Try it: From the very first line of the records through the line that contains "box: [292, 5, 465, 112]", repeat everything exactly except the pictures, and add nothing.

........

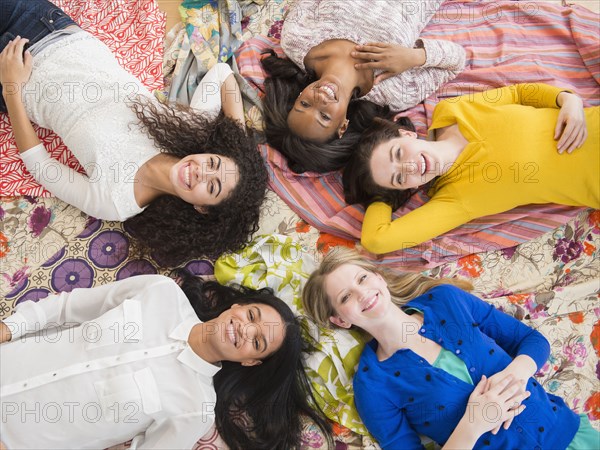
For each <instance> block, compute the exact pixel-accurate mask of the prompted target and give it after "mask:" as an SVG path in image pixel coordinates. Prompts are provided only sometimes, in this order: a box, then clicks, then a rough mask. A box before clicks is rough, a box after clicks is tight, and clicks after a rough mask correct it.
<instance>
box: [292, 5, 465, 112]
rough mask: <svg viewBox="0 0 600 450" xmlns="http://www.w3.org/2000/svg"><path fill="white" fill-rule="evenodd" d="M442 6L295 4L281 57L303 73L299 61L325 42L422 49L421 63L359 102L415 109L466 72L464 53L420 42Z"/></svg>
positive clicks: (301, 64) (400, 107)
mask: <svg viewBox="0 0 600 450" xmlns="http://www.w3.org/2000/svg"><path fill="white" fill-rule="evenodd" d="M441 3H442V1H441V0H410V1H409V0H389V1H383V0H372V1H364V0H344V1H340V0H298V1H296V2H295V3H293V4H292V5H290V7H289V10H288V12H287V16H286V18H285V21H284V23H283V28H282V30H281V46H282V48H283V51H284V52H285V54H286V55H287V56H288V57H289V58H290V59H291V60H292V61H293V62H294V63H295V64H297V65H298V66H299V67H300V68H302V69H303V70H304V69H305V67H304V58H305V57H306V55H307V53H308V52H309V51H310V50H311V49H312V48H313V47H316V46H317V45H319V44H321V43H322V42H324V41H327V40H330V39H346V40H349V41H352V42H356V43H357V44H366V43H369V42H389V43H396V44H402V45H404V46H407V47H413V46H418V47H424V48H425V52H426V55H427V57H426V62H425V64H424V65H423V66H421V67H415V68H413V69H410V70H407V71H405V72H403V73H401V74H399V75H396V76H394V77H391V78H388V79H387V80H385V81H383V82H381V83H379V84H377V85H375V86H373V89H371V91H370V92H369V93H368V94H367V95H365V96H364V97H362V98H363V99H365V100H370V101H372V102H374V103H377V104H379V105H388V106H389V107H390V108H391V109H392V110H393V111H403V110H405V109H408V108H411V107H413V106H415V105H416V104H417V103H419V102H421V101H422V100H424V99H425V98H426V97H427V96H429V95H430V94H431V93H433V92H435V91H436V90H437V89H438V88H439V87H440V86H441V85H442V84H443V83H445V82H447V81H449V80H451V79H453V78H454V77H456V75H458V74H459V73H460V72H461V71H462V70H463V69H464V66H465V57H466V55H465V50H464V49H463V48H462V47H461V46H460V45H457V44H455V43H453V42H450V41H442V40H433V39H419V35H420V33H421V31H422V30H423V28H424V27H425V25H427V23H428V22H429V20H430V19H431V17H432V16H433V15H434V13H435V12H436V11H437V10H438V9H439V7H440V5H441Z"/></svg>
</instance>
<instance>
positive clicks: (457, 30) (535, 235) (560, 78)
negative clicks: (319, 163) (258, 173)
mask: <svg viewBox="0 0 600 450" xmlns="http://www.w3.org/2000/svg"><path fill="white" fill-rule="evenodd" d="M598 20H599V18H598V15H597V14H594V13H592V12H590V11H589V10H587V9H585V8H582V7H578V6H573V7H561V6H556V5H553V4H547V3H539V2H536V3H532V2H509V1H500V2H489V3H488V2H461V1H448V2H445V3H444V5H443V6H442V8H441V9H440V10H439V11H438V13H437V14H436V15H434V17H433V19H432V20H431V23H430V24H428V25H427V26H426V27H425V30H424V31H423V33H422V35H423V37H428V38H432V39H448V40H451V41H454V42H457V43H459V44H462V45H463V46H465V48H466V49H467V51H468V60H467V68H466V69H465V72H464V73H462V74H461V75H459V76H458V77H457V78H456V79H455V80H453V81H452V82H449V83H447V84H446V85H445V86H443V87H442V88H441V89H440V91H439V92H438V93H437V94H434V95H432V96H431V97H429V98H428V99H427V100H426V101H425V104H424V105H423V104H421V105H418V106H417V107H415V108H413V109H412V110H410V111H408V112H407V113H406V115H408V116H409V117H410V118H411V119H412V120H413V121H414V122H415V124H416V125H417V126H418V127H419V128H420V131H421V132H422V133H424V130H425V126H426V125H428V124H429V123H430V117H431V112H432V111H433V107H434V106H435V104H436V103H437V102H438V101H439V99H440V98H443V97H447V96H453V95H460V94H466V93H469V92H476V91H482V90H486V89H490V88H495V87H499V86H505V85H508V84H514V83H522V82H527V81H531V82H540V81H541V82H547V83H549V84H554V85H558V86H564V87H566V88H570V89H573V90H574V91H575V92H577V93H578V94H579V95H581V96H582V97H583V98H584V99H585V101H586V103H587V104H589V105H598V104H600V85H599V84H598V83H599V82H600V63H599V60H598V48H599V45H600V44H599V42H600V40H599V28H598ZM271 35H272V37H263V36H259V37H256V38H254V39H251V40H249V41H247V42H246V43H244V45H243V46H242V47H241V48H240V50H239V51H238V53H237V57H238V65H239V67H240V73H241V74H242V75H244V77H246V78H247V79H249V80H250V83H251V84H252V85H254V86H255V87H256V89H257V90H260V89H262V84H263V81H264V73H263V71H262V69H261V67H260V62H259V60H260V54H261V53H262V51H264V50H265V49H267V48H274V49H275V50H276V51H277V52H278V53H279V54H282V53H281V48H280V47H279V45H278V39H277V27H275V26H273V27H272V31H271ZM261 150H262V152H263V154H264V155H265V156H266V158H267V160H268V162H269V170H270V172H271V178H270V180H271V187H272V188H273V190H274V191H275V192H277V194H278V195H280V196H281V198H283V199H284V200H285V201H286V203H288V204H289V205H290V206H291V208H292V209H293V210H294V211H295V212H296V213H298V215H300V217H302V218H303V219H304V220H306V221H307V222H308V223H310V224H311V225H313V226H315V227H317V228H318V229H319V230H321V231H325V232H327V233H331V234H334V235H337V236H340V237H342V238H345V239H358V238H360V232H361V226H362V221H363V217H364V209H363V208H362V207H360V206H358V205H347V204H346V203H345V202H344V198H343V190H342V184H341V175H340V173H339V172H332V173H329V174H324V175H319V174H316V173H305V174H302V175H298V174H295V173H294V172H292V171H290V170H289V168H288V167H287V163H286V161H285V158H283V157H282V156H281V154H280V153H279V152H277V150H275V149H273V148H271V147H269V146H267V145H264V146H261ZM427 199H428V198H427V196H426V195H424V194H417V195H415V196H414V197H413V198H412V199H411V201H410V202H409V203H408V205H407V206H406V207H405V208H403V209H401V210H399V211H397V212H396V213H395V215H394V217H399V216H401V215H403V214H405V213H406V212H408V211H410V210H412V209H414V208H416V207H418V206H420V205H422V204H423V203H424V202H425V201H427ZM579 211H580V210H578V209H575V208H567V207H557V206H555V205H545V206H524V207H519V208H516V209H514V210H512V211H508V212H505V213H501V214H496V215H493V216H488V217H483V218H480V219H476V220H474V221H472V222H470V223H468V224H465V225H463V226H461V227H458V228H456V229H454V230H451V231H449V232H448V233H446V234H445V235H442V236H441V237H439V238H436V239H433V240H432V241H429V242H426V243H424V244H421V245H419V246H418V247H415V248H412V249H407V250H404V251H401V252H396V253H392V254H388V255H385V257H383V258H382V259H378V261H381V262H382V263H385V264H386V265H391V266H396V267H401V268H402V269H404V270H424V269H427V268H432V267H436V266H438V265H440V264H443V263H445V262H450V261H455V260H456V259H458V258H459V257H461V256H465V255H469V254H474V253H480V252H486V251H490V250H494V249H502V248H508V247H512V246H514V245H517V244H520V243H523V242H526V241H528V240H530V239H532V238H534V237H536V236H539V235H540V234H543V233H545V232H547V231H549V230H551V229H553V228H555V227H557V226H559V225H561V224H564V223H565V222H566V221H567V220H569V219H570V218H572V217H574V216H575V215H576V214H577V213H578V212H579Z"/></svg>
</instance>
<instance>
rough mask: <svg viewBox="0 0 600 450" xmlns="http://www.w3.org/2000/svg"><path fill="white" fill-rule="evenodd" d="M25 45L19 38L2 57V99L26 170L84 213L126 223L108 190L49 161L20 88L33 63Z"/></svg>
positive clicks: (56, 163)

........

Written response:
For each <instance> block, compute the exact pixel-accurate mask of the prompted target and give it after "mask:" as an SVG path in image pixel coordinates. Prompts are provided only sometimes, in this order: a box, then clicks, then a rough mask. A box before clicks is rough, a box after clicks is tight, and clicks after a rough mask correct it.
<instance>
box: [292, 5, 465, 112]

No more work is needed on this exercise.